- _Document passage_
Number of Shareholders/Share Capital

An unlimited company is permitted to be a single-member company. The previous requirement for a minimum number of members, being two in the case of a ULC and seven in the case of a PUC or PULC, has been removed. This ability to have a single-member unlimited company means that it is possible to dispense with arrangements whereby one or more shares are held by other group companies as nominees for the principal shareholder.

The Act provides that a ULC or PUC can, by special resolution, vary or reduce its share capital in any way save to the extent that its constitution otherwise provides.

Statutory pre-emption rights continue to apply with respect to both a ULC and a PUC, although the rules with respect to a ULC are aligned with those of a private company limited by shares (“LTD”). The rules with respect to a PUC are aligned with those applying to a PLC.

- _Listed records_
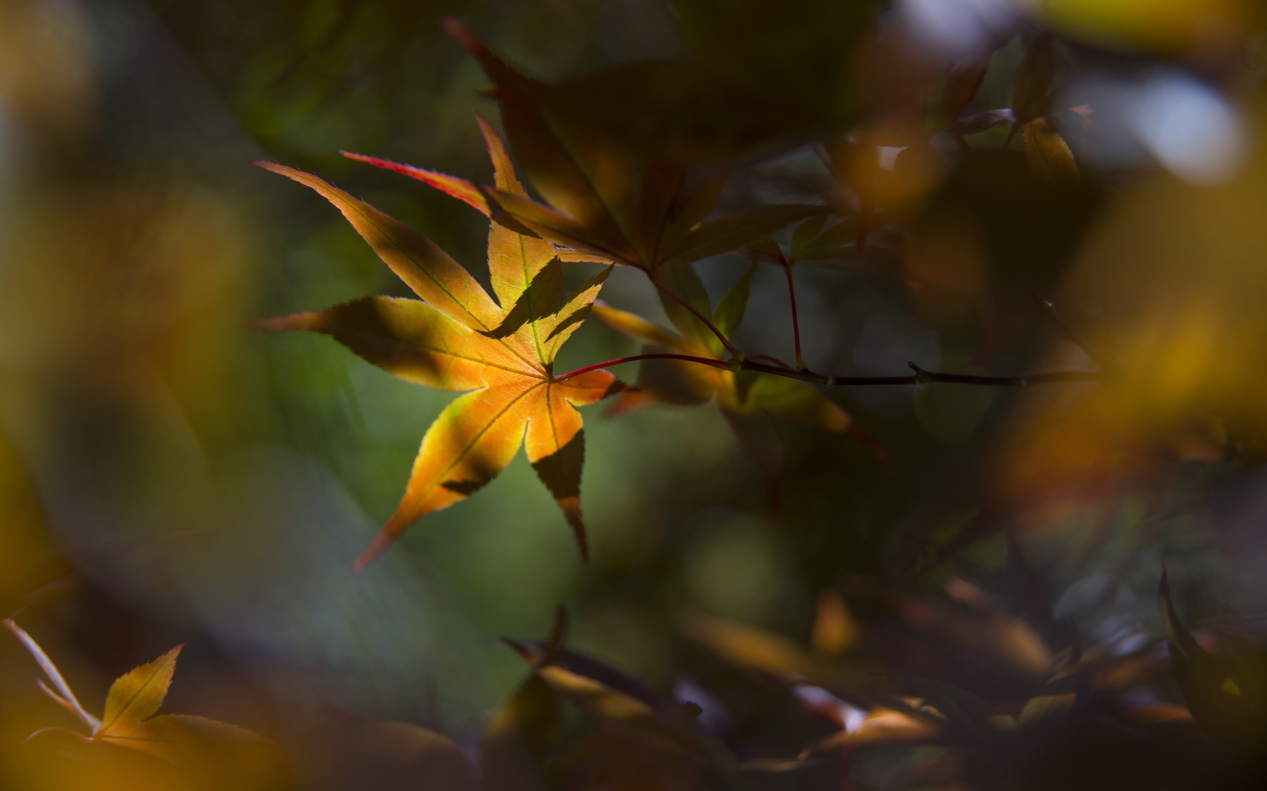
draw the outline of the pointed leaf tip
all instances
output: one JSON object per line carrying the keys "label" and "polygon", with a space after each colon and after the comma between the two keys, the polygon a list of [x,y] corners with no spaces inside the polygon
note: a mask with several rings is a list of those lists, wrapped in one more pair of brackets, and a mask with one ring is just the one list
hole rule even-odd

- _Required work_
• 1. According to the passage on unlimited companies, what minimum number of members was previously required for a PUC or PULC?
• 2. Write out the part of the passage on unlimited companies starting with "Number of Shareholders/Share" and going on through "constitution otherwise provides.".
The listing has no connection to the passage on unlimited companies.

- _The responses_
• 1. Seven members.

• 2.
Number of Shareholders/Share Capital

An unlimited company is permitted to be a single-member company. The previous requirement for a minimum number of members, being two in the case of a ULC and seven in the case of a PUC or PULC, has been removed. This ability to have a single-member unlimited company means that it is possible to dispense with arrangements whereby one or more shares are held by other group companies as nominees for the principal shareholder.

The Act provides that a ULC or PUC can, by special resolution, vary or reduce its share capital in any way save to the extent that its constitution otherwise provides.